▶ _WORK ORDER_:
Search the records below for the word "wooden". Copy each line where it occurs.

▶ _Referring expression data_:
^^^^^^^^^^^^^^^^

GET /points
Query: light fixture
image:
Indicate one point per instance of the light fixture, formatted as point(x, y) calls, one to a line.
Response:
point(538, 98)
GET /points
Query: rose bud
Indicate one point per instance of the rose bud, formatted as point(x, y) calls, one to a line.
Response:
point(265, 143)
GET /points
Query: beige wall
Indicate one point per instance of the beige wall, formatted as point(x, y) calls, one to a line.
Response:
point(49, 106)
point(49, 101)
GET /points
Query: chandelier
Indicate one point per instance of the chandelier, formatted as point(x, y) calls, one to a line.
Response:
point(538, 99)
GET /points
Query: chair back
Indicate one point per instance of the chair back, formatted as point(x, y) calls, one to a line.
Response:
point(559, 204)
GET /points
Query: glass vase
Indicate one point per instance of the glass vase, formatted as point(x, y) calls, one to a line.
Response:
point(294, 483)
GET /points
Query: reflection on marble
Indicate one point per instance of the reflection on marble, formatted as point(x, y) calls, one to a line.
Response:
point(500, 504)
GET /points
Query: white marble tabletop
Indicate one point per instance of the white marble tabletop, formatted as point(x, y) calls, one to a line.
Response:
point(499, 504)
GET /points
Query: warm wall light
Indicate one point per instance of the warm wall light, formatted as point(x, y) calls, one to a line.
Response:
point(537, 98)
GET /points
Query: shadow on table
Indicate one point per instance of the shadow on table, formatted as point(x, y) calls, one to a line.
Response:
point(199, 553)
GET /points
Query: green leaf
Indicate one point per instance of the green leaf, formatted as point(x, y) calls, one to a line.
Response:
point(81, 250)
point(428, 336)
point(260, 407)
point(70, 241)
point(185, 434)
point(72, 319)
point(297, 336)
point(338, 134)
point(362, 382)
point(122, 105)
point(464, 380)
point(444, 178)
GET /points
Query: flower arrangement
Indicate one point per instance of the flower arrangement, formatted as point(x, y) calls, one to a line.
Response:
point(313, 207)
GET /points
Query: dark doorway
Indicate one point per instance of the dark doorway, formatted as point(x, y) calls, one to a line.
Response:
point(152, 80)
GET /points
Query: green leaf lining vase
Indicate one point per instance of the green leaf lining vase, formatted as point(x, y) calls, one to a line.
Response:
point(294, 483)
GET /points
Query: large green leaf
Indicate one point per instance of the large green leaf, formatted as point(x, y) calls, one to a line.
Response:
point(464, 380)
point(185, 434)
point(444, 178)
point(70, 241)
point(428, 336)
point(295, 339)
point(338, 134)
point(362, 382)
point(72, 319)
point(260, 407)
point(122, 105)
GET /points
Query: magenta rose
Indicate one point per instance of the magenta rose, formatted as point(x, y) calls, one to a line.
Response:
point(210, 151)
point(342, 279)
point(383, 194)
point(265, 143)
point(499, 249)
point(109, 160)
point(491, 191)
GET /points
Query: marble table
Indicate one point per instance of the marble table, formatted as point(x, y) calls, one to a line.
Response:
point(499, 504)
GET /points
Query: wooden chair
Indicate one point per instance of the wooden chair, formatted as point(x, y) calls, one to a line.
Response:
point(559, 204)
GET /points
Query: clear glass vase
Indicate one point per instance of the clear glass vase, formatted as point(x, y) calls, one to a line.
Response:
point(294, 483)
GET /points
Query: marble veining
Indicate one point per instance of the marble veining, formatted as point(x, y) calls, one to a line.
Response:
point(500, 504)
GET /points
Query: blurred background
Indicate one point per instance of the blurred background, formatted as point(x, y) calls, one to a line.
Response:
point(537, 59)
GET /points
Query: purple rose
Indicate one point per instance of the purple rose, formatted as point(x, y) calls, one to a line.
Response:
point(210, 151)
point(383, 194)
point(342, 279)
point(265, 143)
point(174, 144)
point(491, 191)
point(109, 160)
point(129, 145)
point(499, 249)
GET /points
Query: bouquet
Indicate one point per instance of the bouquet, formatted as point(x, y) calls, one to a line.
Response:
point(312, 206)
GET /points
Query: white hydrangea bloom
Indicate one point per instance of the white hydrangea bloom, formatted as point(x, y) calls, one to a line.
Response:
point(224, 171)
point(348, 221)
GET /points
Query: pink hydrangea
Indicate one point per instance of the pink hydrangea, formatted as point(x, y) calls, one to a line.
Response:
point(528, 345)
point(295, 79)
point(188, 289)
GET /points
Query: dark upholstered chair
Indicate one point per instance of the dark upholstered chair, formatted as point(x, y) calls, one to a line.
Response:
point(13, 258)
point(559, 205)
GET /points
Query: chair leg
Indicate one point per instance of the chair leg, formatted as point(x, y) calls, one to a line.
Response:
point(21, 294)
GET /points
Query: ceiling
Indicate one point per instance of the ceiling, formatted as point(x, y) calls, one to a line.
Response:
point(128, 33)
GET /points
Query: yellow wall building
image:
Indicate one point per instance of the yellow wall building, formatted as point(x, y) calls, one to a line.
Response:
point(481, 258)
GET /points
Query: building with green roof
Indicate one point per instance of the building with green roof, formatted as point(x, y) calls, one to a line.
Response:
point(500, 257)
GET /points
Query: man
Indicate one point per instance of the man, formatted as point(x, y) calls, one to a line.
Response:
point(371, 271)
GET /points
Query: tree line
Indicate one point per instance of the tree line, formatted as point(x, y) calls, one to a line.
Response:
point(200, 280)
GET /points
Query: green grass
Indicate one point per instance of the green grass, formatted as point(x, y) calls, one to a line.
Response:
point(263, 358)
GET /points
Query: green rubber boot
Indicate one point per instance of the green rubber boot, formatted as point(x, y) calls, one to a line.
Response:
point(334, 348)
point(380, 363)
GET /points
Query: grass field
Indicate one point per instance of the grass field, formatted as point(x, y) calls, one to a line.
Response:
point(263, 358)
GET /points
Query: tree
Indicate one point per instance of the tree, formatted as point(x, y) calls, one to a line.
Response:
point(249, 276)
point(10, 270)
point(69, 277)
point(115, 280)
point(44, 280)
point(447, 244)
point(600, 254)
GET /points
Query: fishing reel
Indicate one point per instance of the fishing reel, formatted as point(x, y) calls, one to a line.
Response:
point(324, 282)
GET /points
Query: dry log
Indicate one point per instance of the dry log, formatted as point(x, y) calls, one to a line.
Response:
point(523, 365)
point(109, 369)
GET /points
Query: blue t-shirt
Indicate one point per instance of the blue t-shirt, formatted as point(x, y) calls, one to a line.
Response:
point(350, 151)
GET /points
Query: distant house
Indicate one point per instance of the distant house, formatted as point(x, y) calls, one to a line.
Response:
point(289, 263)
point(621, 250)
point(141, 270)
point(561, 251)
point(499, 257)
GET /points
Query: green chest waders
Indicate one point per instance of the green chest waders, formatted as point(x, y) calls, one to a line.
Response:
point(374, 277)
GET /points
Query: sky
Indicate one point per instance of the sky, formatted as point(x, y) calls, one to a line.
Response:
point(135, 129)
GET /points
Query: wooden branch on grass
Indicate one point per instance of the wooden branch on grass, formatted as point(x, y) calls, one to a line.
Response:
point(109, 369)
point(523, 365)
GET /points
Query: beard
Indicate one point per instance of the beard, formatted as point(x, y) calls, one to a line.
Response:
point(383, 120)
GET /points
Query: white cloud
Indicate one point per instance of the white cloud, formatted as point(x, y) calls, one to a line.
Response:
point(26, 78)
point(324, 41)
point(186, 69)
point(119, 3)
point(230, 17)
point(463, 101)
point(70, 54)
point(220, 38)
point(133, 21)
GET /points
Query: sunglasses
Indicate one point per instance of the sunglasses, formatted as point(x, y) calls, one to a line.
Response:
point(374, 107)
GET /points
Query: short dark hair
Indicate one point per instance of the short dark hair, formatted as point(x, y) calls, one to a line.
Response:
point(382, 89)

^^^^^^^^^^^^^^^^

▶ _SOLUTION TO THIS EXERCISE_:
Query: wooden chair
Indicate one point per instance of the wooden chair, formatted as point(x, y) calls, one to a line.
Query: wooden branch on grass
Indicate one point per instance of the wooden branch on grass, formatted as point(x, y) calls, one to a line.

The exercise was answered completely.